BEGIN INFORMATION
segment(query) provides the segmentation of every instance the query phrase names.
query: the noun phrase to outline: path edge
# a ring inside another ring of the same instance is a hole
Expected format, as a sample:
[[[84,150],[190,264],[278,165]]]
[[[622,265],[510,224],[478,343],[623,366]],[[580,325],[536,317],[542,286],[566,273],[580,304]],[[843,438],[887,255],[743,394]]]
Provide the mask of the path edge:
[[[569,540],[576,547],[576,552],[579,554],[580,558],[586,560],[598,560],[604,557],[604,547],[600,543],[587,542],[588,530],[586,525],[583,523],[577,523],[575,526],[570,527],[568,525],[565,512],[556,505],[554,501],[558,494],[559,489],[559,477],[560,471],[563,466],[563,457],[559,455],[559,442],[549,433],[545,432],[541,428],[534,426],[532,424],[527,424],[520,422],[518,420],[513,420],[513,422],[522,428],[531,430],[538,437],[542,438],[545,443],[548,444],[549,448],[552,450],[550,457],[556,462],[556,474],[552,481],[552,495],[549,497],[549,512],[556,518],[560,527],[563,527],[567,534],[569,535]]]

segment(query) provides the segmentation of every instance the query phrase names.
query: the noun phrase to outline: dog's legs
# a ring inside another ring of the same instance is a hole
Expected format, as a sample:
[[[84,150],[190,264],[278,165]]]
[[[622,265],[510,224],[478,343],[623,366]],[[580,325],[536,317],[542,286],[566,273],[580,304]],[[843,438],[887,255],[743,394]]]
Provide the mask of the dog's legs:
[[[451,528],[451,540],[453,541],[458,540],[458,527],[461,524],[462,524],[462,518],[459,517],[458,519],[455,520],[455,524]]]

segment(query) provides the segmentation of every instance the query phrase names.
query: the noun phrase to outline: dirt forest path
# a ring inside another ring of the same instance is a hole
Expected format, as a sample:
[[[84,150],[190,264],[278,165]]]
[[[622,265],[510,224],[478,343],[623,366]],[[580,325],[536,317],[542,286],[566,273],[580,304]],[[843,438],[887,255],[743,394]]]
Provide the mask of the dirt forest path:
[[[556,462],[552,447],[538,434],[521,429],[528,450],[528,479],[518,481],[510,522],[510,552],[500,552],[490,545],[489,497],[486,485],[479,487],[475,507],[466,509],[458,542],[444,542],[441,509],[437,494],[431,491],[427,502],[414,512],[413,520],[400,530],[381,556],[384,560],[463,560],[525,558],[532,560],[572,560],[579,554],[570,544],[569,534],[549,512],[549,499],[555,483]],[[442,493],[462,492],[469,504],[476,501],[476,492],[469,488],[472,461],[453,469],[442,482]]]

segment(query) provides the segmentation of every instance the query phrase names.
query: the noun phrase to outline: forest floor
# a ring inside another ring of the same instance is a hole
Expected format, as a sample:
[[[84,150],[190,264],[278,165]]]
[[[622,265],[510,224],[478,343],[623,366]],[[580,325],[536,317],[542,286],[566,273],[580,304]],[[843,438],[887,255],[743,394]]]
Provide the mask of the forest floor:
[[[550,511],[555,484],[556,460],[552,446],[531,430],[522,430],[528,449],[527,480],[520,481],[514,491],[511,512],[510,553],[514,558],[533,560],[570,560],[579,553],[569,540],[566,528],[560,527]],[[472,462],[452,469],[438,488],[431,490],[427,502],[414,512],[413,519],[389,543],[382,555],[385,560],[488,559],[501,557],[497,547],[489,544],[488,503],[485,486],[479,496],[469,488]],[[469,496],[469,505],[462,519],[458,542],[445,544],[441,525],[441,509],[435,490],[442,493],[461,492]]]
END INFORMATION
→ **PROBLEM DETAILS**: Each of the entries must be set down exactly, none omitted.

→ **SOLUTION TO THIS EXERCISE**:
segment(query) provides the segmentation of every instance the query phrase names.
query: the noun phrase to outline: path edge
# a ring inside another ring of the same instance is a hole
Expected format, as a sample:
[[[84,150],[190,264],[278,165]]]
[[[622,265],[510,224],[478,343],[623,366]],[[580,325],[536,317],[542,286],[566,273],[580,304]],[[843,438],[887,255],[743,394]]]
Provide the mask of the path edge:
[[[569,540],[576,547],[576,552],[579,554],[580,558],[586,560],[598,560],[604,557],[604,547],[600,543],[587,542],[588,530],[586,525],[583,523],[577,523],[575,526],[570,527],[568,525],[565,512],[556,505],[554,501],[558,494],[559,489],[559,477],[560,471],[563,466],[563,457],[559,455],[559,442],[549,433],[545,432],[541,428],[534,426],[532,424],[527,424],[520,422],[518,420],[513,420],[513,422],[522,428],[531,430],[538,437],[542,438],[545,443],[548,444],[549,448],[552,450],[550,457],[556,462],[556,474],[552,481],[552,495],[549,497],[549,512],[556,518],[560,527],[563,527],[567,534],[569,535]]]

segment(query) provides the segmentation of every instance the query phrase names.
query: the noun phrase to outline: dog's legs
# a ring inside another ring of the same instance is a hole
Expected format, as a sample:
[[[84,150],[190,264],[278,165]]]
[[[622,265],[510,224],[478,343],[623,366]],[[580,325],[536,317],[542,286],[566,273],[580,304]],[[843,438],[887,255],[743,394]]]
Provide the mask of the dog's legs:
[[[451,528],[451,540],[453,541],[458,540],[458,527],[461,524],[462,524],[462,518],[459,517],[458,519],[455,520],[455,524]]]

segment(query) provides the segmentation of every instance the query phrase names.
query: the noun phrase to outline: dirt forest path
# a ring inside another ring of the same instance is a hole
Expected format, as a sample:
[[[84,150],[190,264],[278,165]]]
[[[622,265],[510,224],[478,343],[623,366]],[[580,325],[536,317],[542,286],[566,273],[580,304]],[[843,438],[887,255],[743,394]]]
Provide the mask of the dirt forest path:
[[[556,462],[552,447],[538,434],[521,429],[528,450],[528,479],[518,481],[510,522],[510,552],[500,552],[490,545],[489,497],[486,485],[479,487],[475,507],[466,509],[458,542],[444,542],[441,509],[437,494],[431,491],[427,502],[414,512],[413,520],[400,530],[381,556],[384,560],[463,560],[525,558],[532,560],[572,560],[579,554],[570,544],[569,534],[549,512],[549,499],[555,483]],[[442,493],[462,492],[469,504],[476,501],[476,492],[469,488],[472,461],[453,469],[442,482]]]

segment(query) provides the segmentation of every instance the query phrase names.
query: the noun phrase to outline: forest floor
# a ring inside another ring of the same instance is a hole
Expected format, as a sample:
[[[84,150],[190,264],[278,165]]]
[[[622,265],[510,224],[478,343],[623,366]],[[580,325],[536,317],[542,286],[566,273],[580,304]],[[843,438],[887,255],[743,394]]]
Provide the mask of the forest floor:
[[[550,511],[555,484],[556,460],[552,446],[531,430],[522,430],[528,449],[527,480],[520,481],[514,491],[511,512],[510,553],[514,558],[533,560],[570,560],[579,553],[569,540],[566,528],[560,527]],[[472,462],[452,469],[438,488],[431,490],[427,502],[414,512],[413,519],[389,543],[382,555],[385,560],[488,559],[501,557],[497,547],[489,544],[488,503],[485,486],[479,496],[469,488]],[[469,496],[469,505],[462,519],[458,542],[445,544],[441,525],[441,509],[435,490],[442,493],[461,492]]]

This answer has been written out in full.